REQUIRED WORK: Convert every line of the records below into a numbered list, omitting any blank lines.

[Extracted records]
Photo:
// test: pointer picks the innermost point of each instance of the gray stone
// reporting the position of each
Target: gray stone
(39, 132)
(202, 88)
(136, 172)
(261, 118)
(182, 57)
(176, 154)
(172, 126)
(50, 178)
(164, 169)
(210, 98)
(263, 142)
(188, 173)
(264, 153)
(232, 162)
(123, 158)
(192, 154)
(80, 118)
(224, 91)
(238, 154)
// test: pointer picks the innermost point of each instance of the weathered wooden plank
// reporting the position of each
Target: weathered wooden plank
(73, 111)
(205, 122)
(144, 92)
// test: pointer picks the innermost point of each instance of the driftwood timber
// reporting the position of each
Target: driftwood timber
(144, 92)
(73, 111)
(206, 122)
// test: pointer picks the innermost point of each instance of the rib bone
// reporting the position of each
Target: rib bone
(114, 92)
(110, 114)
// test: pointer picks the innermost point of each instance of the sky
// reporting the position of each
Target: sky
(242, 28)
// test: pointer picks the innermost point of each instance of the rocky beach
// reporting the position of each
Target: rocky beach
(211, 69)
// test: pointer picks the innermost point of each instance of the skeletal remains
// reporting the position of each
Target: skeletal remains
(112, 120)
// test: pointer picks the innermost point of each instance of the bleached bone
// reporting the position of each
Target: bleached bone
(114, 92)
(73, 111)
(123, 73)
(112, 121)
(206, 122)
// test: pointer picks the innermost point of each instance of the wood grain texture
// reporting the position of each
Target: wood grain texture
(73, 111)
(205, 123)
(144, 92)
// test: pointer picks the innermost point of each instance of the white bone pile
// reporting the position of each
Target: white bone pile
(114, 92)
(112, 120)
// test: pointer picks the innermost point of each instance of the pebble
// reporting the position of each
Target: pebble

TASK SOLUTION:
1. Photo:
2. // test: pointer picks the innermost point of each instance of the gray stone
3. // reporting the position of each
4. Target: gray stone
5. (39, 132)
6. (202, 88)
7. (136, 172)
8. (261, 118)
9. (182, 57)
10. (176, 154)
11. (172, 126)
12. (50, 178)
13. (164, 169)
14. (210, 98)
15. (263, 142)
16. (188, 173)
17. (264, 153)
18. (232, 162)
19. (123, 158)
20. (192, 154)
21. (80, 118)
22. (224, 91)
23. (238, 154)
24. // test: pointer picks the innermost point of each instance of the weathered wooden plank
25. // reporting the position of each
26. Target: weathered wooden plank
27. (73, 111)
28. (205, 122)
29. (144, 92)
30. // test: pointer picks the innermost point of each instance of the driftwood timber
31. // reporting the position of each
32. Target: driftwood timber
33. (144, 92)
34. (73, 111)
35. (206, 122)
36. // test: pointer picks the innermost point of each instance of the rib bone
37. // reporting the position of each
38. Target: rib bone
39. (114, 92)
40. (110, 114)
41. // test: pointer picks the innermost point of each instance of the sky
42. // reporting the position of each
43. Target: sky
44. (242, 28)
45. // test: pointer picks the innermost point of each instance of the rocky beach
46. // reporting the position of each
47. Target: rocky beach
48. (211, 69)
49. // test: pointer picks the innermost point of each instance of the skeletal remains
50. // reporting the position of each
51. Target: skeletal remains
52. (112, 120)
53. // test: pointer picks the innermost point of each instance of the bleached bone
54. // reporting the position of each
55. Target: bleached bone
56. (114, 92)
57. (73, 111)
58. (123, 73)
59. (112, 121)
60. (206, 122)
61. // test: pointer picks the innermost point of each instance of the wood grain texture
62. // reporting the position of each
63. Target: wood grain texture
64. (73, 111)
65. (205, 123)
66. (144, 92)
67. // test: pointer picks the innermost point of each instance of the white bone pile
68. // reporting the position of each
69. Target: white bone pile
70. (114, 92)
71. (112, 120)
72. // test: pointer picks the innermost point of each instance of the pebble
73. // reporting the position of each
74. Target: pebble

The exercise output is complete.